- QUOTED TEXT -
-- BEGIN --

Given my admission that I am now going to talk more about inequality, it is important for me to show a bit more analytical respect to the concept of the ‘equity-efficiency trade-off’. This is a term that is often used in economics, and that we often use here, but which on the blog I have only explicitly dug into once before – back in 2008.
The reason I often prefer not digging myself into the equity-efficiency trade-off concept too much is that I fear I won’t dig myself out, and if I do I doubt much would come from it. It is an overarching concept that exists in economics, one that we have to be sure we consider whenever we ask a specific question. However, without reference to a question there isn’t terribly much to say.
When it comes to the equity-efficiency trade-off associated with policy and social organisation, it is clear that we cannot clearly separate individual concepts associated with fairness – ideas of inequality and poverty will be inextricably linked, one of the key reasons why I dislike to push by the Spirit Level to solely place focus on inequality.
Building the trade-off
When I read literature by economists, I like to keep an eye out for the question they are using for motivation, the question they are directly answering (which is much more narrow in scope, and its relation to reality), and the simplifying assumptions they are making to link the two. In this way, the question that is answered is indicating a “tendency” that may exist in reality – and the simplifying assumptions exist to fill a number of roles in this case. The more we can “loosen” these assumptions, or show that they hold empirically, the more confidence we can have that this tendency may hold.
Of course, there is the additional “layer” of heading from the observable variables we have to the unobservable level of welfare we care about (as mentioned last time – and which Dalton puts nicely). But this holds under the same type of logic!

-- END --

[Excerpts from a pointing dataset]

-- BEGIN --

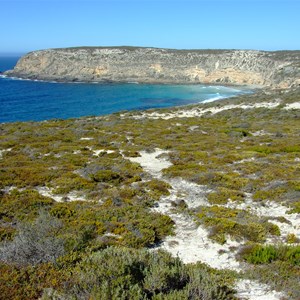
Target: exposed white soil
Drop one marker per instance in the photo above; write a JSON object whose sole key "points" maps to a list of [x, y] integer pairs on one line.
{"points": [[295, 105], [198, 111], [72, 196], [190, 242], [97, 152], [4, 150], [151, 163], [86, 139]]}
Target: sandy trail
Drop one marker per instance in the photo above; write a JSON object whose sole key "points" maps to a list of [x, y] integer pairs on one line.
{"points": [[191, 243]]}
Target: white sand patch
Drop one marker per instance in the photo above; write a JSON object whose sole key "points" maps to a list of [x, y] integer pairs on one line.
{"points": [[192, 194], [72, 196], [97, 152], [295, 105], [3, 151], [151, 162], [260, 133], [252, 290], [86, 139], [198, 112], [191, 242]]}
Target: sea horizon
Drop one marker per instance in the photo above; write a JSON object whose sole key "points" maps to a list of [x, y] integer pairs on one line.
{"points": [[34, 100]]}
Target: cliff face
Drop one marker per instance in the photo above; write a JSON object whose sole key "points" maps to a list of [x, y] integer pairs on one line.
{"points": [[125, 64]]}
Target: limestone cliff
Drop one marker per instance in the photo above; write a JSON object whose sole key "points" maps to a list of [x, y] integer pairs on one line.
{"points": [[280, 69]]}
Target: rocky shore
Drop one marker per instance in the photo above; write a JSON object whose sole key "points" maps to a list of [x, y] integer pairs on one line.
{"points": [[280, 69]]}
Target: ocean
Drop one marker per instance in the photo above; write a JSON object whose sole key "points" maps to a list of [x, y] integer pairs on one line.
{"points": [[27, 100]]}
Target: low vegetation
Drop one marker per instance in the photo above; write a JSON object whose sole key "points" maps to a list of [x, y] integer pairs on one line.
{"points": [[92, 243]]}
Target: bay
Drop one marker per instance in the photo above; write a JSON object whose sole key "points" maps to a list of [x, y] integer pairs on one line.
{"points": [[27, 100]]}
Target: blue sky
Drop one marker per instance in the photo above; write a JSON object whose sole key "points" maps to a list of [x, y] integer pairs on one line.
{"points": [[28, 25]]}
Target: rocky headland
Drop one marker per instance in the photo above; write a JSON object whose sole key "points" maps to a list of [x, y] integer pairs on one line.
{"points": [[279, 69]]}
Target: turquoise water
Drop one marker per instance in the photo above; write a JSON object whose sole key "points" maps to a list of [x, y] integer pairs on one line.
{"points": [[25, 100]]}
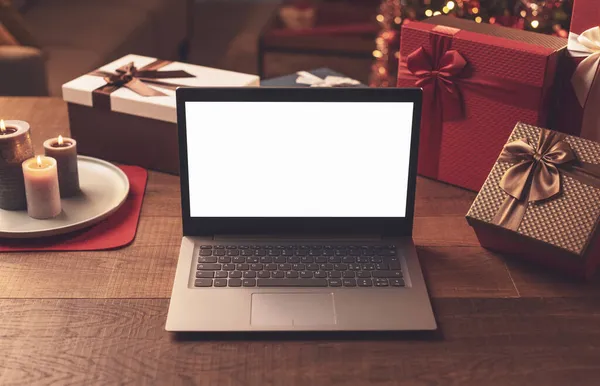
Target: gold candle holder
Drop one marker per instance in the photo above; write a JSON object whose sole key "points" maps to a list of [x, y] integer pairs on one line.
{"points": [[15, 147]]}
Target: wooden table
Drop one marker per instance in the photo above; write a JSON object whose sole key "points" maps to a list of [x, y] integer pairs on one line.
{"points": [[98, 317]]}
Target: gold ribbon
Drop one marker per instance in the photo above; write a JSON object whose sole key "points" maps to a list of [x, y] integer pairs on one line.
{"points": [[535, 174], [137, 80]]}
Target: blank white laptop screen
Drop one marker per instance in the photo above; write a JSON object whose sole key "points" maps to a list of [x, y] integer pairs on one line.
{"points": [[298, 159]]}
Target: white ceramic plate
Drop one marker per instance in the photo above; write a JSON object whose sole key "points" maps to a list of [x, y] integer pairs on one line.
{"points": [[104, 189]]}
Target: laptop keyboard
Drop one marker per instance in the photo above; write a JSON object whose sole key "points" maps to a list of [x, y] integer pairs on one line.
{"points": [[280, 266]]}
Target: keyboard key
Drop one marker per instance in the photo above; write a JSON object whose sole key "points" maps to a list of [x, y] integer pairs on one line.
{"points": [[208, 267], [292, 283], [349, 282], [235, 282], [203, 283], [228, 267], [387, 274]]}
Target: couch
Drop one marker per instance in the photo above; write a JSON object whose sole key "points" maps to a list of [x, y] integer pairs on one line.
{"points": [[76, 36]]}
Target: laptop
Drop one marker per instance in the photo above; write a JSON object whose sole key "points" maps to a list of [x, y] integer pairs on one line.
{"points": [[298, 211]]}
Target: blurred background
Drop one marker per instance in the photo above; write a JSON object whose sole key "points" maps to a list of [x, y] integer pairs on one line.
{"points": [[45, 43]]}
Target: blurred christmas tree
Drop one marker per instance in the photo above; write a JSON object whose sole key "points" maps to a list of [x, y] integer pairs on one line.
{"points": [[547, 16]]}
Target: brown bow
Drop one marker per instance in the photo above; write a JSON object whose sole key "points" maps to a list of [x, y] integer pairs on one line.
{"points": [[136, 80], [536, 174]]}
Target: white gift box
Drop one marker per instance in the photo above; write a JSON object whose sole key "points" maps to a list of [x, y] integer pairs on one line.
{"points": [[131, 128]]}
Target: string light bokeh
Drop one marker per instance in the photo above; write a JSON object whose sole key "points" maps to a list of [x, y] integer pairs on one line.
{"points": [[548, 16]]}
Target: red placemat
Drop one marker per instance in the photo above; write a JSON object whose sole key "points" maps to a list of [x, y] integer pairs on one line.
{"points": [[116, 231]]}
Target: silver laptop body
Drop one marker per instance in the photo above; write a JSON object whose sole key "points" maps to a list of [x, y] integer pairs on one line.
{"points": [[298, 210]]}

-- END --

- WRITTEN EXERCISE A -
Answer these questions from the blog post on the equity-efficiency trade-off.
(i) In what year had the blog last explicitly examined the equity-efficiency trade-off?
(ii) What three things does the writer look for when reading literature by economists?
(iii) Whom does the writer credit with putting the additional "layer" nicely?
- WRITTEN EXERCISE B -
Identify every line of the records that contains the string "keyboard".

- EXERCISE RESPONSE A -
(i) 2008.
(ii) The question the economists use for motivation, the question they directly answer, and the simplifying assumptions that link the two.
(iii) Dalton.

- EXERCISE RESPONSE B -
Target: laptop keyboard
Target: keyboard key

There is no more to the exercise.